● **Work instruction**: Using the data below, return the stretch from the line that contains "point(16, 337)" through the line that contains "point(480, 83)", both included, exactly as it stands and nothing beyond it.

╭─ Dataset excerpts

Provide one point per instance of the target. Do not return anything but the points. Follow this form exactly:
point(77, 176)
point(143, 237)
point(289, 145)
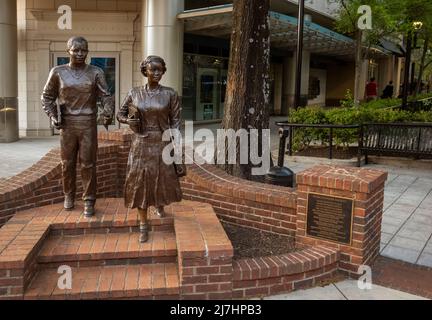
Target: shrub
point(379, 111)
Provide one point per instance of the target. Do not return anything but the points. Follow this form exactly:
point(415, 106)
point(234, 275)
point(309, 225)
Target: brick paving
point(107, 246)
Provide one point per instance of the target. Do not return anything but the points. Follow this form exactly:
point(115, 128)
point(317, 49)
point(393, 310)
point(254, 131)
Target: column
point(342, 208)
point(9, 72)
point(162, 35)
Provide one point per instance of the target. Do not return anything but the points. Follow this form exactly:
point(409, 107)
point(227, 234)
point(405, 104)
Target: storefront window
point(108, 65)
point(204, 87)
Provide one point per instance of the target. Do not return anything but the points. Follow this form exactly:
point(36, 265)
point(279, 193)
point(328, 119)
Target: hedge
point(380, 111)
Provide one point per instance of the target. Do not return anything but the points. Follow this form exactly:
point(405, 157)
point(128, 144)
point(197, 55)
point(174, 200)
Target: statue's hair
point(150, 59)
point(80, 40)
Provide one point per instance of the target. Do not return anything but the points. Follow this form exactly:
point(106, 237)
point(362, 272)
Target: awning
point(217, 22)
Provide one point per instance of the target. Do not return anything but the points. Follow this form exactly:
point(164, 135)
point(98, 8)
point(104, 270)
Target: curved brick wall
point(256, 205)
point(251, 204)
point(41, 185)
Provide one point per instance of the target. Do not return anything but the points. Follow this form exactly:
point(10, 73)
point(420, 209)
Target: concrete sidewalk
point(407, 220)
point(346, 290)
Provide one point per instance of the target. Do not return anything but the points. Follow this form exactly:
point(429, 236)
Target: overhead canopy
point(217, 22)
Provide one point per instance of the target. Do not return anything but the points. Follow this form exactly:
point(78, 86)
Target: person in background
point(75, 88)
point(388, 91)
point(371, 90)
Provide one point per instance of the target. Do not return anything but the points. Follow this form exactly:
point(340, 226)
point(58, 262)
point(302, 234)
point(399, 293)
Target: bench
point(396, 139)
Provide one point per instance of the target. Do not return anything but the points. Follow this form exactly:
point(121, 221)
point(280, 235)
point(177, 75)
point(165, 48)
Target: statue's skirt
point(149, 180)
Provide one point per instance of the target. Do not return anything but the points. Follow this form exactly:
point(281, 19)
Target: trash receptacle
point(8, 120)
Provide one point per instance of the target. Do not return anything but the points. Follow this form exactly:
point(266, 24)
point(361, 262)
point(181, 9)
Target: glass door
point(207, 97)
point(109, 63)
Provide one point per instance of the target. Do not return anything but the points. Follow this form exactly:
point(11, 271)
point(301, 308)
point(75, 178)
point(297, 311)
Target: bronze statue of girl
point(150, 110)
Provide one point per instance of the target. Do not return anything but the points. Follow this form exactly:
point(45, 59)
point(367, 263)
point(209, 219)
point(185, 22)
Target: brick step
point(108, 249)
point(148, 281)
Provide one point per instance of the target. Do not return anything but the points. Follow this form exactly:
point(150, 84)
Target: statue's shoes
point(68, 203)
point(143, 233)
point(89, 209)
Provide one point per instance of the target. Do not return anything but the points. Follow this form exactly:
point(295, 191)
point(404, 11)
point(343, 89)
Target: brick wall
point(41, 184)
point(254, 205)
point(271, 275)
point(366, 189)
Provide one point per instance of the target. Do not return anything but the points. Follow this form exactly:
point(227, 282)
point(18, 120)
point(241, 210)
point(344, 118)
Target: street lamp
point(417, 25)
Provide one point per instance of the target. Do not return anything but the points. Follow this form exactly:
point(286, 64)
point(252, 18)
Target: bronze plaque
point(329, 218)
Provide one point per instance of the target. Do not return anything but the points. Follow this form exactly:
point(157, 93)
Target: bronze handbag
point(134, 119)
point(180, 168)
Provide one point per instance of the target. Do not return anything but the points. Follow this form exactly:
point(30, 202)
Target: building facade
point(193, 38)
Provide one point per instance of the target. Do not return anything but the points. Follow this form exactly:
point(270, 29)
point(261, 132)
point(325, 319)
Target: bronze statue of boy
point(75, 87)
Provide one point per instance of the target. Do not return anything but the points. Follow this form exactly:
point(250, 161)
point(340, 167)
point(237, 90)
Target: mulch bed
point(323, 152)
point(251, 243)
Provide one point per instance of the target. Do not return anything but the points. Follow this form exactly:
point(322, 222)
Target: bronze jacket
point(161, 109)
point(76, 96)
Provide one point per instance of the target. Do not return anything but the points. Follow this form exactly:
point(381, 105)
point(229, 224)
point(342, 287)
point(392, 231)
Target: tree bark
point(358, 66)
point(247, 96)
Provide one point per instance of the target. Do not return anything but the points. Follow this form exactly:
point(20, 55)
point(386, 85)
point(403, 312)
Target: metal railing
point(286, 130)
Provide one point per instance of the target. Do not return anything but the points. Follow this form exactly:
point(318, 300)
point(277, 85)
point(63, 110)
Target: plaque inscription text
point(329, 218)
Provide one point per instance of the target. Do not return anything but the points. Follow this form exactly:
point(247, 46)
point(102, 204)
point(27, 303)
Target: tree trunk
point(422, 65)
point(247, 96)
point(358, 66)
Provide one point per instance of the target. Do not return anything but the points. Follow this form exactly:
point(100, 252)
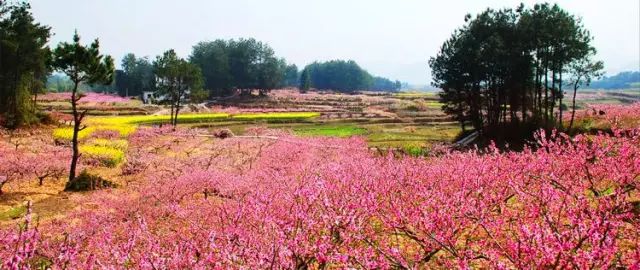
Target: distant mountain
point(623, 80)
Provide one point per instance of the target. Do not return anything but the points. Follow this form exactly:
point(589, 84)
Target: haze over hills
point(388, 39)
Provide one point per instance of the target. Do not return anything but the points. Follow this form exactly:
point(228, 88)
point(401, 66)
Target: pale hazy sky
point(389, 38)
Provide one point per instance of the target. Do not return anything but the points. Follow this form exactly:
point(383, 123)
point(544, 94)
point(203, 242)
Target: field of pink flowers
point(255, 203)
point(89, 97)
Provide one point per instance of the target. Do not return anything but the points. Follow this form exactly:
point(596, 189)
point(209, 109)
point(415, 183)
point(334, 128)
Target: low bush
point(115, 144)
point(86, 182)
point(105, 155)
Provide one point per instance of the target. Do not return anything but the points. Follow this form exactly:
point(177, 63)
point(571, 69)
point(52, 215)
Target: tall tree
point(582, 72)
point(305, 80)
point(136, 76)
point(291, 76)
point(238, 65)
point(82, 64)
point(176, 78)
point(23, 67)
point(504, 67)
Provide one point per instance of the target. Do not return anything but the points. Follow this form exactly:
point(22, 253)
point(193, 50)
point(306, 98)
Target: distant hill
point(622, 80)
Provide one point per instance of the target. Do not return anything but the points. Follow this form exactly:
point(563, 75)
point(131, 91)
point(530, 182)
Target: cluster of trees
point(512, 66)
point(23, 63)
point(244, 65)
point(136, 76)
point(26, 61)
point(177, 79)
point(622, 80)
point(343, 76)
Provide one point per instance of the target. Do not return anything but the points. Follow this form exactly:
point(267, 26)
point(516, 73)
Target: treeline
point(343, 76)
point(23, 67)
point(622, 80)
point(511, 66)
point(245, 65)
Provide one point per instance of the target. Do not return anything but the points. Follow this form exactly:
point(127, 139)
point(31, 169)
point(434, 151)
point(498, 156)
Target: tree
point(213, 59)
point(238, 65)
point(622, 80)
point(135, 77)
point(82, 64)
point(305, 80)
point(175, 78)
point(339, 75)
point(23, 62)
point(582, 72)
point(384, 84)
point(506, 67)
point(291, 76)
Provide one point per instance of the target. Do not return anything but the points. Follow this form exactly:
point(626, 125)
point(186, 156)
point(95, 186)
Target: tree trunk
point(175, 119)
point(2, 184)
point(560, 98)
point(76, 130)
point(573, 106)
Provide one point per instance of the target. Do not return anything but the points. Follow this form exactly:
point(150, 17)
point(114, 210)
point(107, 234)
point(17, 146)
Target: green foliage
point(23, 57)
point(13, 213)
point(332, 131)
point(384, 84)
point(276, 116)
point(86, 182)
point(244, 64)
point(175, 78)
point(506, 66)
point(305, 80)
point(622, 80)
point(82, 64)
point(106, 155)
point(339, 75)
point(135, 77)
point(291, 76)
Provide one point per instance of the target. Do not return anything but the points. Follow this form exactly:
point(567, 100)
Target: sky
point(389, 38)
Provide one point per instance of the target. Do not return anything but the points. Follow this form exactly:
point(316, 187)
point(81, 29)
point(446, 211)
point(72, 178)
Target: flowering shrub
point(89, 97)
point(36, 160)
point(104, 155)
point(330, 203)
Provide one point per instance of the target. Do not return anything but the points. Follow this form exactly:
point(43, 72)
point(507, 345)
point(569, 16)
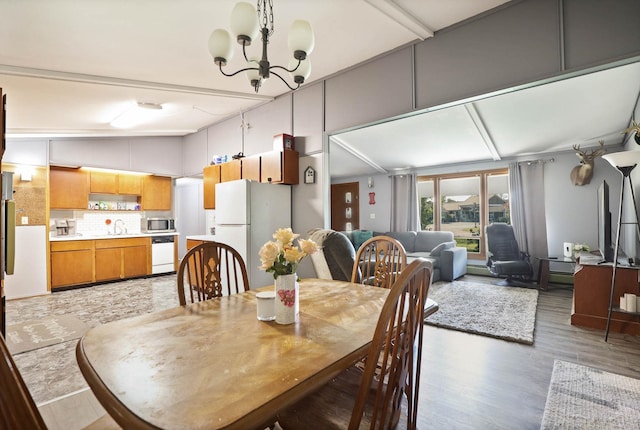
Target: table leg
point(543, 274)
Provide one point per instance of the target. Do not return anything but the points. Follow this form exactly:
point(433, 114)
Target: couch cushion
point(358, 237)
point(435, 252)
point(336, 256)
point(427, 240)
point(406, 238)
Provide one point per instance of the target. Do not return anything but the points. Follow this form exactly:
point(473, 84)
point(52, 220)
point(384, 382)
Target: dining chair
point(211, 269)
point(379, 262)
point(354, 399)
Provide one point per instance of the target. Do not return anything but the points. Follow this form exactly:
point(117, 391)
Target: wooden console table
point(591, 289)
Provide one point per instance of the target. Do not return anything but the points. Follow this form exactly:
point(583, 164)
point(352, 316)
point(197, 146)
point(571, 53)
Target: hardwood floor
point(470, 381)
point(477, 382)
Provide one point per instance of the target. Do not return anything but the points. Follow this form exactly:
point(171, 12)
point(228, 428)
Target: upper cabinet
point(211, 177)
point(68, 188)
point(129, 184)
point(156, 193)
point(105, 153)
point(280, 167)
point(113, 183)
point(276, 167)
point(266, 121)
point(231, 171)
point(154, 155)
point(157, 155)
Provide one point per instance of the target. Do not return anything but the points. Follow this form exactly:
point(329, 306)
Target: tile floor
point(51, 373)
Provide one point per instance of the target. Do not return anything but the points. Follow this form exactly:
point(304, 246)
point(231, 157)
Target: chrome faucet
point(121, 230)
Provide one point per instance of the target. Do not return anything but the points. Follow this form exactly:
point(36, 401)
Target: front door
point(345, 206)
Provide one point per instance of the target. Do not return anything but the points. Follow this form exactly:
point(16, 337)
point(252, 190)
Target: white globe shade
point(303, 70)
point(244, 20)
point(301, 36)
point(220, 45)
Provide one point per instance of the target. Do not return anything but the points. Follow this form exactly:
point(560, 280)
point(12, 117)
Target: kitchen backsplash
point(96, 223)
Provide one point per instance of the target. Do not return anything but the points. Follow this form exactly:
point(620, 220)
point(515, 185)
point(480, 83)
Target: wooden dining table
point(214, 365)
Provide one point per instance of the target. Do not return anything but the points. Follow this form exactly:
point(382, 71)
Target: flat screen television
point(604, 223)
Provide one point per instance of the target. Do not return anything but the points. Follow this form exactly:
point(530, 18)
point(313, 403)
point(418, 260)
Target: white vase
point(287, 305)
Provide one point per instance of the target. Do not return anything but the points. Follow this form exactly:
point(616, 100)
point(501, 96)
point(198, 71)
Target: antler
point(634, 128)
point(590, 155)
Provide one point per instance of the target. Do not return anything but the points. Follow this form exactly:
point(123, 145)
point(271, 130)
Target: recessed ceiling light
point(136, 114)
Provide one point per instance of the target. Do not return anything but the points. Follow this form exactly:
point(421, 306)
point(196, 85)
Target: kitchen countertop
point(108, 236)
point(205, 237)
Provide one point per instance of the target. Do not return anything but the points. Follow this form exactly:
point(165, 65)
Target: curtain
point(405, 214)
point(526, 183)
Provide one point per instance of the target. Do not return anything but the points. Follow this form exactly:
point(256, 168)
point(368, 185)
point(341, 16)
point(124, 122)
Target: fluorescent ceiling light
point(136, 114)
point(128, 172)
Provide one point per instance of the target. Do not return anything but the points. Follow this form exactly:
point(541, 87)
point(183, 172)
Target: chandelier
point(246, 28)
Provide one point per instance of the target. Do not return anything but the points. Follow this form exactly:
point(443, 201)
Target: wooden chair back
point(379, 262)
point(211, 269)
point(17, 409)
point(398, 344)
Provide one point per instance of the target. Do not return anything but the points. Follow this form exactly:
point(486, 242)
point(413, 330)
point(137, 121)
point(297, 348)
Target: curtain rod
point(540, 161)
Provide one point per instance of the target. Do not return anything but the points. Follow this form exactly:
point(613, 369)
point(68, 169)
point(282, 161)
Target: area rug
point(39, 333)
point(507, 313)
point(586, 398)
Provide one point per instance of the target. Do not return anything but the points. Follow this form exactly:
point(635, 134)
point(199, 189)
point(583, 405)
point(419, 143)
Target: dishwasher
point(162, 254)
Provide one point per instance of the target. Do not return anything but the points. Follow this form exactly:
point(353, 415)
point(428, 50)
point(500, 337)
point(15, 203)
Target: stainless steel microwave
point(158, 225)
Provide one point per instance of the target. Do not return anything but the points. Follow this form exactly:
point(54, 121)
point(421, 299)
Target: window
point(464, 204)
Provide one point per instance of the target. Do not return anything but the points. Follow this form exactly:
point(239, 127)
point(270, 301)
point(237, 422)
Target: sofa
point(337, 255)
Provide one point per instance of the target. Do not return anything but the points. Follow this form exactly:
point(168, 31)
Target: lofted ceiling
point(70, 67)
point(545, 118)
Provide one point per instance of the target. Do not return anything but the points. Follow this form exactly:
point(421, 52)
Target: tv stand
point(591, 291)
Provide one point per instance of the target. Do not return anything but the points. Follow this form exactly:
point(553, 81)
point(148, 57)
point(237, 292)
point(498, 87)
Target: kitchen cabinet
point(68, 188)
point(130, 184)
point(103, 182)
point(108, 264)
point(231, 171)
point(122, 258)
point(251, 167)
point(193, 242)
point(280, 167)
point(156, 193)
point(72, 262)
point(211, 177)
point(114, 183)
point(77, 262)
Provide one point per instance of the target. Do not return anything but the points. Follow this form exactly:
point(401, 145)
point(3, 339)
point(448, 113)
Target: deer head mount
point(635, 131)
point(581, 175)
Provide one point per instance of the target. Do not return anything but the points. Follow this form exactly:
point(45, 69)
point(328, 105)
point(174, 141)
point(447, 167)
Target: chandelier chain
point(267, 16)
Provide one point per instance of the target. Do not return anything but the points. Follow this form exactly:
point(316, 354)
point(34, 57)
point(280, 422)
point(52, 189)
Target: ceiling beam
point(106, 80)
point(402, 17)
point(482, 129)
point(357, 154)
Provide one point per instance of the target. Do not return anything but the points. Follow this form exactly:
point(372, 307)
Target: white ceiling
point(541, 119)
point(69, 67)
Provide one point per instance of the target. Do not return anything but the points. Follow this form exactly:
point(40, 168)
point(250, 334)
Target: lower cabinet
point(72, 262)
point(88, 261)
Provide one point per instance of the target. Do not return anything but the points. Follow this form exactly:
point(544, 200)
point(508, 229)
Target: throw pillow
point(360, 237)
point(435, 252)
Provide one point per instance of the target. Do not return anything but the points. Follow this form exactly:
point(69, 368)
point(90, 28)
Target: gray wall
point(522, 42)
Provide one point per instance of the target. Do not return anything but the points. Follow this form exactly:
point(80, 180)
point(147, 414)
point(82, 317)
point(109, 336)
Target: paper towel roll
point(631, 302)
point(568, 249)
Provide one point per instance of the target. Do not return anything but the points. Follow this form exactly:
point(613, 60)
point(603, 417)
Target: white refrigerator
point(247, 214)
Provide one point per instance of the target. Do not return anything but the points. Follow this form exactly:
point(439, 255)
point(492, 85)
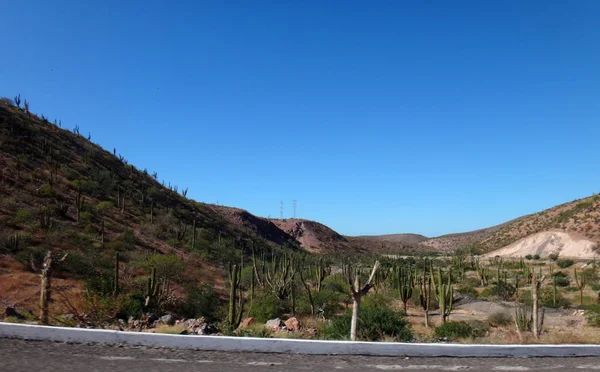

╰─

● **Answer for the task**:
point(16, 337)
point(252, 190)
Target: white globe shade
point(303, 70)
point(244, 20)
point(301, 36)
point(220, 45)
Provide one point per instance of the target. Do not return anything but the points. Follow this form exactly:
point(560, 280)
point(12, 117)
Target: kitchen backsplash
point(96, 223)
Provide one point per instance of the target. Do not return anything but the points. Follow this form exactly:
point(620, 220)
point(515, 185)
point(480, 83)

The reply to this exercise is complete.